- [Exercise objective]: Which lines below contain the string "person"? Pick out each of them and copy it in full, with case counting in the match.
___
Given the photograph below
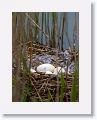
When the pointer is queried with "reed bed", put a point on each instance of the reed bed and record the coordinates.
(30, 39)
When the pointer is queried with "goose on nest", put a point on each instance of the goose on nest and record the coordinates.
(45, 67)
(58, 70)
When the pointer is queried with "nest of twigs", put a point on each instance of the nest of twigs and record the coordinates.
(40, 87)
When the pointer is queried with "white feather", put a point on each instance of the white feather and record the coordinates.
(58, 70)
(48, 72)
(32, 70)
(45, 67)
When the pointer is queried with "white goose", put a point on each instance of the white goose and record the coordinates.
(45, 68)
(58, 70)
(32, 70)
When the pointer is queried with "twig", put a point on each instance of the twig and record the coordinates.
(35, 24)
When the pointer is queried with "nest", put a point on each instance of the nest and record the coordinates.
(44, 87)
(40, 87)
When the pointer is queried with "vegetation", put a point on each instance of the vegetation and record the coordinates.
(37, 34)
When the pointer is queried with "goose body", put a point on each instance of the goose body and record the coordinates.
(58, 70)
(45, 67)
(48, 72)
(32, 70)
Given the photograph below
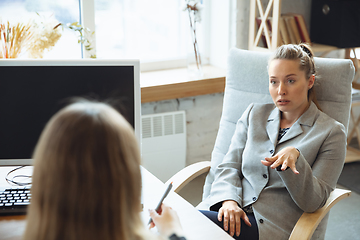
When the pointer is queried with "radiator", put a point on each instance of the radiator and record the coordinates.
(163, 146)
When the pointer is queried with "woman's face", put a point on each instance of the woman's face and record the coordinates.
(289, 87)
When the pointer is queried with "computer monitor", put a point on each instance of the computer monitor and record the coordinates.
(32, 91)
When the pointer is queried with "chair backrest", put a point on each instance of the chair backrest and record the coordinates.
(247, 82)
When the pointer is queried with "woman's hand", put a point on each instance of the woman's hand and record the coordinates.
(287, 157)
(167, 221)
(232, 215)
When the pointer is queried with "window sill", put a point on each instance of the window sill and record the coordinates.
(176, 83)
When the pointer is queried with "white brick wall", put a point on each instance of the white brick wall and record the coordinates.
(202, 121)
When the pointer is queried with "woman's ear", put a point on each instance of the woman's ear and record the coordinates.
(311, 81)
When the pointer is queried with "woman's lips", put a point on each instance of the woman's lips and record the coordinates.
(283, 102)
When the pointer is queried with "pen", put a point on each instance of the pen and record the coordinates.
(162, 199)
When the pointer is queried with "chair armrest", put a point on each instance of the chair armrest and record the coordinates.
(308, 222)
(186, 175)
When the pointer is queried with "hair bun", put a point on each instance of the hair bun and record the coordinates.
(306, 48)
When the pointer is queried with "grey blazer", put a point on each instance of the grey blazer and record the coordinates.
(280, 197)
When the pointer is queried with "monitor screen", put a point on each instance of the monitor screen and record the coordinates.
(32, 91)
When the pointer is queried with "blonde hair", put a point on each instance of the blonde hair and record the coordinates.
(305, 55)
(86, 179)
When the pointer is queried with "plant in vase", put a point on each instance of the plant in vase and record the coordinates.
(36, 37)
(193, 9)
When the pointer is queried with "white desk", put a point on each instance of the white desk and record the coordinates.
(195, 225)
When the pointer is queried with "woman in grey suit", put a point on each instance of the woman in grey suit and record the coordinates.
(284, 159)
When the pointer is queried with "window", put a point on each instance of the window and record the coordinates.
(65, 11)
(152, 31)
___
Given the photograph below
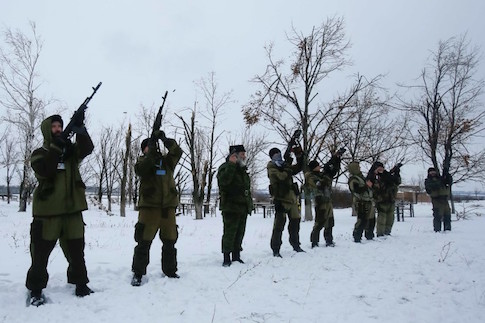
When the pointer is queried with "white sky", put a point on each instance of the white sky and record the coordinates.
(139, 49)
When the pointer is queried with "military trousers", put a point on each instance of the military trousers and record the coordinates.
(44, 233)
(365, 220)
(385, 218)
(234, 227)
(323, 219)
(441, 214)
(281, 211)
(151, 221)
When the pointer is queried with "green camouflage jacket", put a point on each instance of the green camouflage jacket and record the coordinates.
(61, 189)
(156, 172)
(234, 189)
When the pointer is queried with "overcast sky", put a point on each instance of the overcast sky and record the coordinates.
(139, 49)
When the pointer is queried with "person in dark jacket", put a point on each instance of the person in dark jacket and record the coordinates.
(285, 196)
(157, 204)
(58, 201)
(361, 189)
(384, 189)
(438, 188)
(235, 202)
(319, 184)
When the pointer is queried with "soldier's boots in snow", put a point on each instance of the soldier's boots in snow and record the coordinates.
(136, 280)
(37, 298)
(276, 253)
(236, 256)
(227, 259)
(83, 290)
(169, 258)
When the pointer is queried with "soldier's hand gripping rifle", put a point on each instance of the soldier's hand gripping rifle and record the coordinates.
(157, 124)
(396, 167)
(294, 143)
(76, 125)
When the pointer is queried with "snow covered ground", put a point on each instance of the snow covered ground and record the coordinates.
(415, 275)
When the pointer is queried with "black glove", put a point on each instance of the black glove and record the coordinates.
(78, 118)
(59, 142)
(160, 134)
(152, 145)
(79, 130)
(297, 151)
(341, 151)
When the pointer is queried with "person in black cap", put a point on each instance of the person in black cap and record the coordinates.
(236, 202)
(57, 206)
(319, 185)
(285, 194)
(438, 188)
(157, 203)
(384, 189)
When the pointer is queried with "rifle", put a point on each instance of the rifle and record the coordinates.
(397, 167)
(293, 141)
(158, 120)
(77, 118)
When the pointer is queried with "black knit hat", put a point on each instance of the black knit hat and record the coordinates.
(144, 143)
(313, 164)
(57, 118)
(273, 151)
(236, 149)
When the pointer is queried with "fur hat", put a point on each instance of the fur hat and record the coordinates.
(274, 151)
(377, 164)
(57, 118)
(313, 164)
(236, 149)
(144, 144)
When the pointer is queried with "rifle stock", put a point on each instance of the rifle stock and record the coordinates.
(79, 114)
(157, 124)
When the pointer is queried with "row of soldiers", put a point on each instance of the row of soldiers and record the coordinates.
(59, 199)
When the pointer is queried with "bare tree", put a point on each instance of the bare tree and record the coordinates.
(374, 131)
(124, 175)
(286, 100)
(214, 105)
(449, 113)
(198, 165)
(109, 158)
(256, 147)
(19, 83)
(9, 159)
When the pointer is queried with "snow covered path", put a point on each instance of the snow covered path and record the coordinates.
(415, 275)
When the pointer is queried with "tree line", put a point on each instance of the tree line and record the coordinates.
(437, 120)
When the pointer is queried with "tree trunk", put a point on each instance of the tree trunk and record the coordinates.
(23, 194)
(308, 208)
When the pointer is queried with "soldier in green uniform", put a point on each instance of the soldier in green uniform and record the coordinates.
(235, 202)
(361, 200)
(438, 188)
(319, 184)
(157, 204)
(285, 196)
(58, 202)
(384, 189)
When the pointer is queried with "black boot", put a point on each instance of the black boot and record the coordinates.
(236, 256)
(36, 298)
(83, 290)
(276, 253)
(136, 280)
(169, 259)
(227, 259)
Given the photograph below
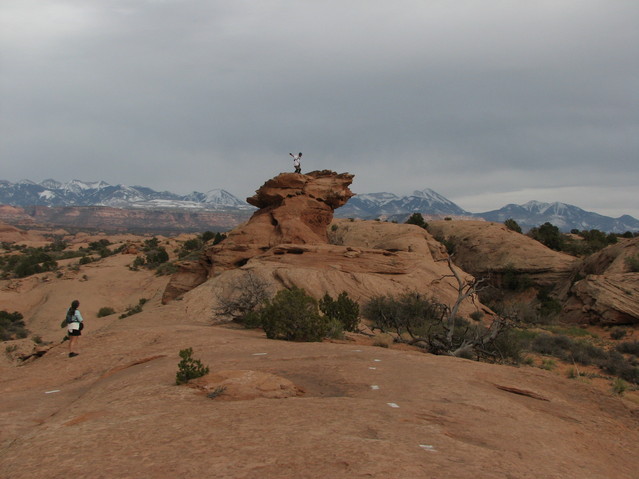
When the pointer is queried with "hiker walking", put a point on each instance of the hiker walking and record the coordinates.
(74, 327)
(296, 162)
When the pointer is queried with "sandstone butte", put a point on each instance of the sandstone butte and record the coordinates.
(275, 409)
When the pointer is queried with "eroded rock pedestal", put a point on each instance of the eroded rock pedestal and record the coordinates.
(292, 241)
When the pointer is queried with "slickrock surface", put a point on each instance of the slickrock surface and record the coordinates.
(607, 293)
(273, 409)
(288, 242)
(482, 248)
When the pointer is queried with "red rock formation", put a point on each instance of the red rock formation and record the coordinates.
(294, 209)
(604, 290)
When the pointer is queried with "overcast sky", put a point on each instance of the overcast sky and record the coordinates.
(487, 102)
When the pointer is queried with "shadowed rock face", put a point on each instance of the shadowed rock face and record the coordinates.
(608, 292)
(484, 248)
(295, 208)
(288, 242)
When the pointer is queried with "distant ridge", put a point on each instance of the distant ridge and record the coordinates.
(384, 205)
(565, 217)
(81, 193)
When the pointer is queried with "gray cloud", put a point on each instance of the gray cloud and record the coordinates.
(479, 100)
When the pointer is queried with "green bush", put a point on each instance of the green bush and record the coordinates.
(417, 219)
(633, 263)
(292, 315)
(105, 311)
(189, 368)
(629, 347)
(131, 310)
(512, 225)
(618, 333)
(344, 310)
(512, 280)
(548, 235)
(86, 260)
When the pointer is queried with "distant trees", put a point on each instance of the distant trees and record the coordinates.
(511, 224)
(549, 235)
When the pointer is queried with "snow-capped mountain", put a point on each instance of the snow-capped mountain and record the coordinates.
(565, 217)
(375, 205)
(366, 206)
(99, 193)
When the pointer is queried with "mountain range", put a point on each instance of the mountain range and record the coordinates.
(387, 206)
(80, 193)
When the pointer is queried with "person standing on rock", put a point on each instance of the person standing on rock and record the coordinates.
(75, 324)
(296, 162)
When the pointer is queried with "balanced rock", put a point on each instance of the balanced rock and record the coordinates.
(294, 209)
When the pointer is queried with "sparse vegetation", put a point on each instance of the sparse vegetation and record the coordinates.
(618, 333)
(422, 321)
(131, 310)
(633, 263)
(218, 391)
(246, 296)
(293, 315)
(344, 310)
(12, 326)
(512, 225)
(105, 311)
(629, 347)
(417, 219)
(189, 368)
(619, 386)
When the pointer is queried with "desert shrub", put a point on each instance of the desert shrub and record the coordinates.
___
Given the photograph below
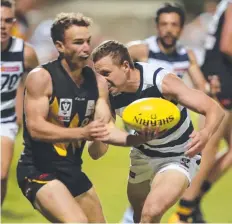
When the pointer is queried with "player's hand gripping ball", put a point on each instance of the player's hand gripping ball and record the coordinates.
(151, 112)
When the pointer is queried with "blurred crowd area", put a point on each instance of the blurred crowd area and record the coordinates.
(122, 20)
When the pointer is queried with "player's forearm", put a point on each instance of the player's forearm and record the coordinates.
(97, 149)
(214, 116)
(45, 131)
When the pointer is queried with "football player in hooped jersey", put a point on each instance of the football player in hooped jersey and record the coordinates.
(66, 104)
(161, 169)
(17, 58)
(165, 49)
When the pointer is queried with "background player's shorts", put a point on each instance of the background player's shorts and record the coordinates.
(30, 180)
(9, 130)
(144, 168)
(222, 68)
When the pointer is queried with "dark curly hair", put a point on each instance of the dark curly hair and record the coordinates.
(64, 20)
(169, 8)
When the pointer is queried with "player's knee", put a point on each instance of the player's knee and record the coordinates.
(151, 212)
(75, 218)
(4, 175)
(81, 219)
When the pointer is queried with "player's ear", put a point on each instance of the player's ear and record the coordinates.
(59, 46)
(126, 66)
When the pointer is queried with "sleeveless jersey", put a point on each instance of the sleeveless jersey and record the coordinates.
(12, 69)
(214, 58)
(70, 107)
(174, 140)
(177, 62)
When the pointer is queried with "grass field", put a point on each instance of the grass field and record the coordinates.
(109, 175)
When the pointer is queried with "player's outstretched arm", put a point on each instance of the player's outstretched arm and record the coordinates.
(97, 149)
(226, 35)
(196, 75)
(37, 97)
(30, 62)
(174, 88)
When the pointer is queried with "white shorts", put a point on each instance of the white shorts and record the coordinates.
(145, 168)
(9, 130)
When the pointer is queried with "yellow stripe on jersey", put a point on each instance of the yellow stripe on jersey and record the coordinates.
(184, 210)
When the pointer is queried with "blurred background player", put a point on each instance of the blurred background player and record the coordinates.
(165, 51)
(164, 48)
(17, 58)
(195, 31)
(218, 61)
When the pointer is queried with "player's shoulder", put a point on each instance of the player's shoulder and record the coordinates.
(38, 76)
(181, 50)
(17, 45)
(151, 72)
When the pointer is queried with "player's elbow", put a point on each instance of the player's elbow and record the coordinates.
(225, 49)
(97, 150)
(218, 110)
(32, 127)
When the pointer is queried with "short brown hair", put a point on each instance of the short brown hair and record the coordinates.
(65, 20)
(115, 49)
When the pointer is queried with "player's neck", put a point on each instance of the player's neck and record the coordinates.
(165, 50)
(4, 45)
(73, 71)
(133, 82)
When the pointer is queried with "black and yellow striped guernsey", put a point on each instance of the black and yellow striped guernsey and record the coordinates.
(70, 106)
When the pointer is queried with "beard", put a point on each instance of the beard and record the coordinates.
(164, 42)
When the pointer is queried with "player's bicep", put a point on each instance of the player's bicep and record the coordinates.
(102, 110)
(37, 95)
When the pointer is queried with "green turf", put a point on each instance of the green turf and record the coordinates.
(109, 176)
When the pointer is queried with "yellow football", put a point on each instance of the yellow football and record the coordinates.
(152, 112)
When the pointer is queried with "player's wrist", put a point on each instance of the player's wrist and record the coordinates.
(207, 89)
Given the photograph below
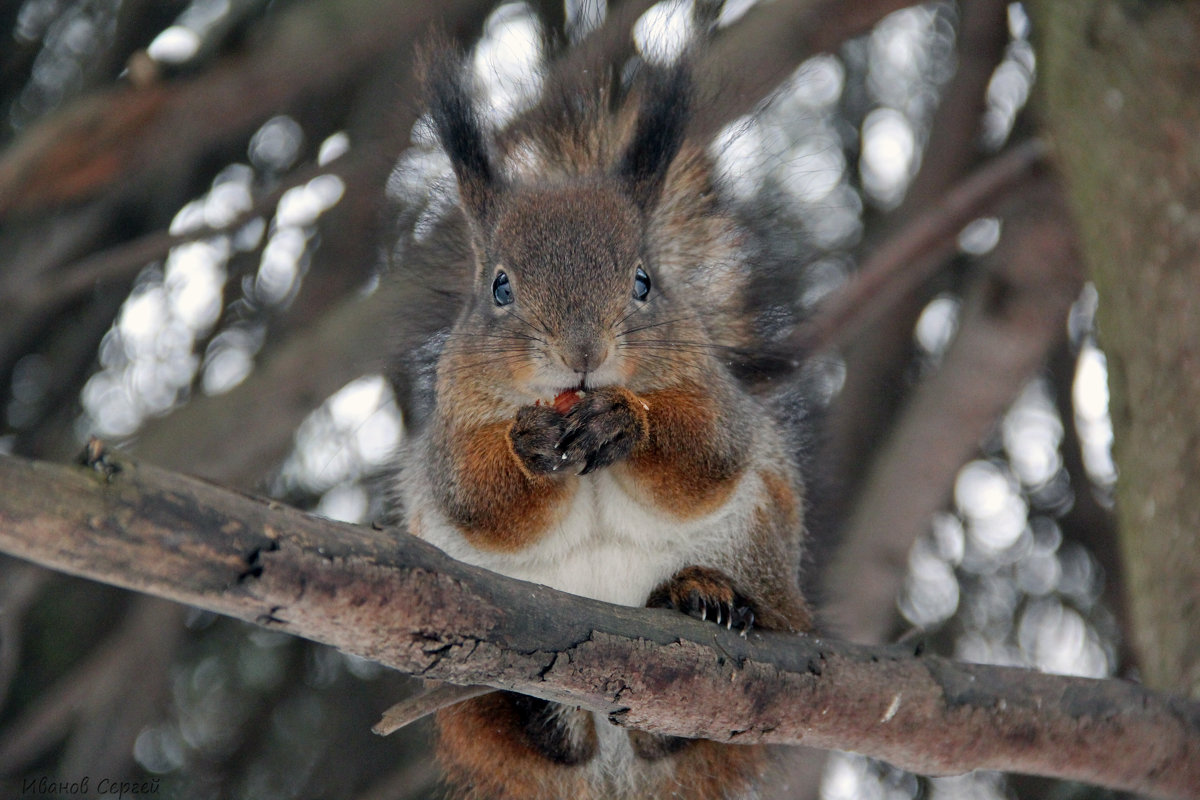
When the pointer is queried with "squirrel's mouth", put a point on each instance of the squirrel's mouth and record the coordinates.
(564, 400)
___
- [Written answer]:
When the pointer is queried with "person in dark jacket", put a point on each instance of the person in dark jacket and record the coordinates.
When the pointer is queried with "person in black cap", put a point on each instance of the person in black cap and record the coordinates.
When the pointer is queried with "person standing on rock", put a point on each instance of the person standing on rock and record the coordinates.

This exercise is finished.